**Information shown**

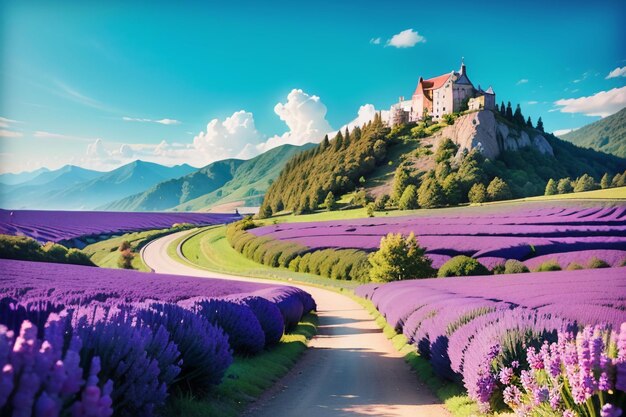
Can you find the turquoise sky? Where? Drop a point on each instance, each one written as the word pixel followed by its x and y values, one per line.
pixel 72 71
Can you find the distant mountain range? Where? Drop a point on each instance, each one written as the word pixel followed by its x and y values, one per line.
pixel 75 188
pixel 606 135
pixel 224 185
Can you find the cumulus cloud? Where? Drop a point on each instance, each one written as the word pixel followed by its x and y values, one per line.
pixel 406 39
pixel 603 103
pixel 160 121
pixel 616 73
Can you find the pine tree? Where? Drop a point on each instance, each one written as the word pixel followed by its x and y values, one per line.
pixel 539 126
pixel 551 188
pixel 529 122
pixel 509 112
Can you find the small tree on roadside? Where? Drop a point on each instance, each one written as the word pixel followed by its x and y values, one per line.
pixel 498 190
pixel 399 258
pixel 478 193
pixel 564 186
pixel 605 182
pixel 585 183
pixel 330 202
pixel 551 188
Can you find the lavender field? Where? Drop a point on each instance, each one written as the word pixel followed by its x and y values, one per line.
pixel 62 226
pixel 465 325
pixel 561 232
pixel 99 342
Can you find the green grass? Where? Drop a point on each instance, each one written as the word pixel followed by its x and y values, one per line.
pixel 210 250
pixel 247 378
pixel 105 253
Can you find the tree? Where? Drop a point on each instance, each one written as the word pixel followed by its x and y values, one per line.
pixel 401 178
pixel 430 193
pixel 399 258
pixel 462 266
pixel 509 112
pixel 539 126
pixel 408 201
pixel 498 190
pixel 529 122
pixel 605 182
pixel 330 202
pixel 551 188
pixel 564 186
pixel 478 193
pixel 585 183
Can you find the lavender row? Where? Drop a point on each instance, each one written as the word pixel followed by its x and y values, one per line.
pixel 135 337
pixel 57 226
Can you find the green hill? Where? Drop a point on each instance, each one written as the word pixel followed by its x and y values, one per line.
pixel 221 182
pixel 607 135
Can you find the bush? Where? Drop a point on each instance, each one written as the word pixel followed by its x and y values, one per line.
pixel 547 266
pixel 462 266
pixel 597 263
pixel 513 266
pixel 244 331
pixel 399 258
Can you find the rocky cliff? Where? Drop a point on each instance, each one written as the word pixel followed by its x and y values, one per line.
pixel 482 129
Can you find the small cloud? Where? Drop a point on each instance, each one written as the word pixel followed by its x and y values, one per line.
pixel 161 121
pixel 603 103
pixel 561 132
pixel 5 133
pixel 617 72
pixel 406 39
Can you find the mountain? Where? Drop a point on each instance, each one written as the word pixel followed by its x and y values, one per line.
pixel 13 179
pixel 78 189
pixel 448 157
pixel 228 181
pixel 607 135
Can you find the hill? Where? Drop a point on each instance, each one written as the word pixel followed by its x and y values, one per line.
pixel 479 146
pixel 74 188
pixel 607 135
pixel 241 183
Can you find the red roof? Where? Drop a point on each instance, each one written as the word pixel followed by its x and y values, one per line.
pixel 432 83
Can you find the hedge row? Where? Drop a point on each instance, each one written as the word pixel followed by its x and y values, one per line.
pixel 343 264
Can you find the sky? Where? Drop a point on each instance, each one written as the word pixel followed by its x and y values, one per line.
pixel 99 84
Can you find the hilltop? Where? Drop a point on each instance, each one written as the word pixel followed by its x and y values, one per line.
pixel 606 135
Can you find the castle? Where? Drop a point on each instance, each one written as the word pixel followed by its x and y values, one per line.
pixel 447 93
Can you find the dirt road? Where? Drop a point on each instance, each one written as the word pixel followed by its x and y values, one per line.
pixel 351 369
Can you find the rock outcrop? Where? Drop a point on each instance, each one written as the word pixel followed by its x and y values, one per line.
pixel 482 129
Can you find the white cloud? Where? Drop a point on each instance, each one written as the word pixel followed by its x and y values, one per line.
pixel 617 72
pixel 5 133
pixel 406 39
pixel 603 103
pixel 560 132
pixel 161 121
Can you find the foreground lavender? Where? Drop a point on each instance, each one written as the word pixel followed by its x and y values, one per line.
pixel 64 226
pixel 100 342
pixel 464 325
pixel 564 233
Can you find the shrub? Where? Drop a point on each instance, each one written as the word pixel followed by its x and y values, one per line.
pixel 547 266
pixel 244 331
pixel 462 266
pixel 399 258
pixel 597 263
pixel 513 266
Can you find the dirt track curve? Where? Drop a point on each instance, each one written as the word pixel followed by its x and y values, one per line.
pixel 350 369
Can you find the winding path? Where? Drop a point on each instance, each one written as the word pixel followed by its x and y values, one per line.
pixel 350 369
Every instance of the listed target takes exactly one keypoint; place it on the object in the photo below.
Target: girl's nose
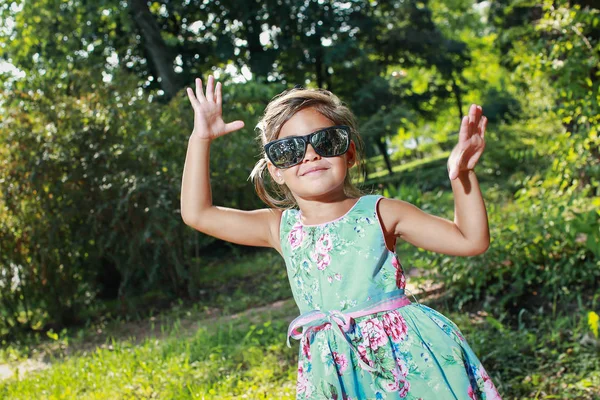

**The task**
The copy must match every line of the data exactly and contain no pictures.

**The completed task**
Can you find the turquoise sky? Where? Drop a point on each instance, each one written as the word pixel followed by its x and y values, one per line.
pixel 72 71
Can you find the distant mountain range? Where? Drop a point on each instance, each one written as the word pixel followed by its x and y values, one per line.
pixel 75 188
pixel 606 135
pixel 224 185
Can you find the cumulus cloud? Where? Drop a point on each instance, each one written as the word pixel followed by its x and y values, one per line.
pixel 406 39
pixel 603 103
pixel 160 121
pixel 616 73
Can you find the pine tree? Where? Drop a point on each instance, each one written as the word pixel followed by its x and y values, one per line.
pixel 539 126
pixel 551 188
pixel 529 122
pixel 509 112
Can you find the small tree on roadside? Where? Drop a point on each instance, each one written as the word pixel followed by its x and y values, one per line.
pixel 498 190
pixel 399 258
pixel 478 193
pixel 564 186
pixel 605 182
pixel 585 183
pixel 330 202
pixel 551 188
Can you find the lavender field? Where? Drop a point on each instance, each one written as the word pixel followed by its x and y values, one per line.
pixel 62 226
pixel 465 325
pixel 561 232
pixel 99 342
Can you find the green grass? Where? Drop a point on each instance, each one written as the word pixel followed by its x and y values, one per line.
pixel 210 250
pixel 247 378
pixel 105 253
Can you find the tree? Where? Drop a point on each instance, each one written as the word pixel followed by its x and y values, one per line.
pixel 401 178
pixel 430 193
pixel 399 258
pixel 462 266
pixel 509 112
pixel 539 126
pixel 408 201
pixel 498 190
pixel 529 122
pixel 605 182
pixel 330 202
pixel 551 188
pixel 564 186
pixel 478 193
pixel 585 183
Can you find the lavender row? Where? Drop a point on each instance, each one written as the word pixel followed by its x and y values, one per line.
pixel 135 337
pixel 57 226
Can you find the green hill? Where? Drop a point on each instance, each one written as the word pixel followed by its x and y values, one per line.
pixel 221 182
pixel 607 135
Can you find the bush? Where? Drop a point on each instance, each one written as the word pixel followed by its x and y values, one per line.
pixel 547 266
pixel 462 266
pixel 597 263
pixel 513 266
pixel 244 331
pixel 399 258
Can you find the rocky cliff? Where? Drop a point on each instance, each one written as the word pixel followed by its x and y values, one per line.
pixel 482 129
Can you find the small cloud? Where? Drop a point on each instance, each one written as the word pixel followed by its x and y values, one per line.
pixel 161 121
pixel 603 103
pixel 561 132
pixel 5 133
pixel 617 72
pixel 406 39
Can you find the mountain? Where? Drop a point on each instance, each one written as the word pixel followed by its x and y values, one per line.
pixel 13 179
pixel 78 189
pixel 448 157
pixel 228 181
pixel 607 135
Can you find the hill? Where? Drop a point on each instance, each one written as the word pixel followed by its x and y values, one per line.
pixel 479 146
pixel 74 188
pixel 607 135
pixel 241 183
Can you find the red roof? Where? Drop a point on each instance, each one written as the word pixel followed by its x and y values, one per line.
pixel 432 83
Can you find the hedge row? Where? Drop a point on each instance, each one written as the word pixel followed by its x and y values, one per line.
pixel 343 264
Can you find the sky? Where? Drop a point on each instance, each one written as the word pixel followed by its x and y values, one per line.
pixel 99 84
Can you find the hilltop? Where? Drop a point on each instance, each one written as the word pixel followed by its x and y values, one per line.
pixel 606 135
Can you find the castle? Where? Drop a point on each instance, each one written as the word pixel followed by its x and y values, one per line.
pixel 447 93
Can you find the dirt road? Where? Drop a point on each instance, each one written as the word pixel followed by its x and y values, one per line.
pixel 351 369
Can you find the rock outcrop? Where? Drop a point on each instance, each one written as the word pixel followed by its x and y values, one per line.
pixel 482 129
Can you find the white cloud? Where? Drop a point on each instance, each one written as the word pixel followed by its x and y values, one per line.
pixel 617 72
pixel 5 133
pixel 406 39
pixel 603 103
pixel 560 132
pixel 161 121
Can you find the foreground lavender? Where? Drop a point on each instance, each one written as the word pixel followed by its x and y values, one per line.
pixel 64 226
pixel 100 342
pixel 464 325
pixel 564 233
Can you find the shrub? Where? Drop a point on each instance, each one written as the word pixel followed by its x and y values, one per line.
pixel 547 266
pixel 244 331
pixel 462 266
pixel 399 258
pixel 597 263
pixel 513 266
Can you find the dirt track curve? Where? Drop a point on each instance, each one written as the word pixel followed by its x and y values, one per line.
pixel 350 369
Can you find the winding path? Where? Drop a point on each instance, each one written as the word pixel followed by its x and y values, one per line.
pixel 350 369
Every instance of the listed target takes exactly one keypoint; place it on the object in the photo below.
Target: girl's nose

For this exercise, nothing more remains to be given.